··· Teks Dokumen ···

Ayat pertama dari al-Qur’an yang diturunkan ke Bumi adalah Iqra’, Bacalah. Apa yang mesti dibaca sedang ayat lain belum ada. Sadarkah bahwa sebenarnya ini merupakan perintah untuk membaca fenomena di sekitar kita, kemudian dipahami maksudnya, lalu diamalkan? Demikian pula halnya dengan membaca al-Qur’an. Iqra’. Bacalah sesuai dengan cara membaca seperti yang diperintahkan oleh pembuat al-Qur’an itu sendiri, bukan seperti membaca novel. Di dalam masyarakat yang masih menganut ideologi mistis seperti sekarang, membaca al-Qur’an masih dipengaruhi oleh hamburan pahala, bahwa membaca huruf alif akan memperoleh satu pahala, lam satu pahala dan mim juga satu pahala dalam rangkaian alif, lam, mim. Akibatnya mereka merasa mempunyai pahala berlimpah, sehingga kadang dihadiahkan kepada janazah (mendiang) dalam acara-acara peringatan kematian. Atau bila yang meninggal adalah seorang ulama, maka orang berbondong-bondong mendatangi kuburnya untuk mencari berkah (barakah). Pahala membaca al-Qur’an seyogyanya tidak perlu dipikirkan lagi sebab sudah ada yang mencatat dan tidak akan pernah salah atau dikorupsi. Yang lebih penting dari itu adalah memahami apa yang dibaca, kemudian mengamalkannya, karena umumnya masyarakat mengamalkan sesuatu tanpa benar-benar memahami apa maknanya.

···

▶ [Soal] Menurut teks tentang membaca al-Qur’an, mengapa pahala membaca al-Qur’an seyogyanya tidak perlu dipikirkan lagi? Jelaskan dalam satu sampai tiga kalimat. Item-item di bawah tidak berperan dalam hal ini.

··· Daftar Item ···

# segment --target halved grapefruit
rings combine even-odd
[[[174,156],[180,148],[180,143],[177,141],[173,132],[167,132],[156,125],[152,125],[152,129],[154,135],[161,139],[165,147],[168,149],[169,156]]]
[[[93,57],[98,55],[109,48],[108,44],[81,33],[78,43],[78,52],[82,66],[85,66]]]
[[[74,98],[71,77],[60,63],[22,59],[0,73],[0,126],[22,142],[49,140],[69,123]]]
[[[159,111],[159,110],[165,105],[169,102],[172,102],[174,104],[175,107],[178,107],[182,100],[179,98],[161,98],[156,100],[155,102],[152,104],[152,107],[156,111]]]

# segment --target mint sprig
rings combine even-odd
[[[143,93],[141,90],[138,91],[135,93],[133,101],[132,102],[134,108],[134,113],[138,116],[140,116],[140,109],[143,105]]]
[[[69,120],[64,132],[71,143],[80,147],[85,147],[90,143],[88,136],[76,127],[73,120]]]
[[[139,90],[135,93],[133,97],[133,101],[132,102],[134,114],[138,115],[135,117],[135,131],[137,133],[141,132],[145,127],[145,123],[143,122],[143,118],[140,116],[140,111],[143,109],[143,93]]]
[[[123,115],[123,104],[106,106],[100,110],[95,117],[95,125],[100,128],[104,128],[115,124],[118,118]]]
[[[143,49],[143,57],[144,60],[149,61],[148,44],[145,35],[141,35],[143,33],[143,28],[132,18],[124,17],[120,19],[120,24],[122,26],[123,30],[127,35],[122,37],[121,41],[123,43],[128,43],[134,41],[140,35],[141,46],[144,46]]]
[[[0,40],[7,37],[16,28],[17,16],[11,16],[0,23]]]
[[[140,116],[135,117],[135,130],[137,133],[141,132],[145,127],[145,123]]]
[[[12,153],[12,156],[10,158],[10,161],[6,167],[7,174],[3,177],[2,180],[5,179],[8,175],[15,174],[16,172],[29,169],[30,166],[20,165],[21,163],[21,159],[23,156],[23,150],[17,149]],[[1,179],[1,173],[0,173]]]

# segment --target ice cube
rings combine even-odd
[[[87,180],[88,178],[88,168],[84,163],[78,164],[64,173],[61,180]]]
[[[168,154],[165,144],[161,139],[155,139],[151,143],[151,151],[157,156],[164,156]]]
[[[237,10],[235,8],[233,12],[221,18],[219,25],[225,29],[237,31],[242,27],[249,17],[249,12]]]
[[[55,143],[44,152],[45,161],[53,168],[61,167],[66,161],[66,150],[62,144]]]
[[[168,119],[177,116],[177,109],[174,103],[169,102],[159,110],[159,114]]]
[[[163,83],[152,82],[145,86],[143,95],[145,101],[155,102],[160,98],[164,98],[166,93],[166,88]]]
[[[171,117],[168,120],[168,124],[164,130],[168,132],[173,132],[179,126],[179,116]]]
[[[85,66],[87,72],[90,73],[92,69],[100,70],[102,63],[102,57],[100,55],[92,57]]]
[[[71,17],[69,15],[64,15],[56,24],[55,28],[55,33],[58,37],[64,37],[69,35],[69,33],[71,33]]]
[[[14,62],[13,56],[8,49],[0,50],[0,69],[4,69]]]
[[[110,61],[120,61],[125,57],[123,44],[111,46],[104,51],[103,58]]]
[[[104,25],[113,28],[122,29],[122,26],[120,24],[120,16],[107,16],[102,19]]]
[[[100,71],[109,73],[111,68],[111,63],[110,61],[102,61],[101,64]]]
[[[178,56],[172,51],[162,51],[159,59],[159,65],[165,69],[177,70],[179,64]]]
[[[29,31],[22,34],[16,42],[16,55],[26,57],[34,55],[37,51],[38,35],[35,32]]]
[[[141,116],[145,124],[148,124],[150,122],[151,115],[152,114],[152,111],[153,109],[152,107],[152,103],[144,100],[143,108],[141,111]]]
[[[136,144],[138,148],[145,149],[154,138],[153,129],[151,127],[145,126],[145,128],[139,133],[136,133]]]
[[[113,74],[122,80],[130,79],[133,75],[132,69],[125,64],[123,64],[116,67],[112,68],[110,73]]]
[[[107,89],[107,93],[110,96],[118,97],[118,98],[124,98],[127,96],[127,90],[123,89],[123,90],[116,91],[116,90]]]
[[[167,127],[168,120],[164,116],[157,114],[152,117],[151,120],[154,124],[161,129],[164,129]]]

···

▶ [Penyelesaian Soal] Pahala membaca al-Qur’an tidak perlu dipikirkan lagi karena sudah ada yang mencatatnya. Catatan itu tidak akan pernah salah atau dikorupsi.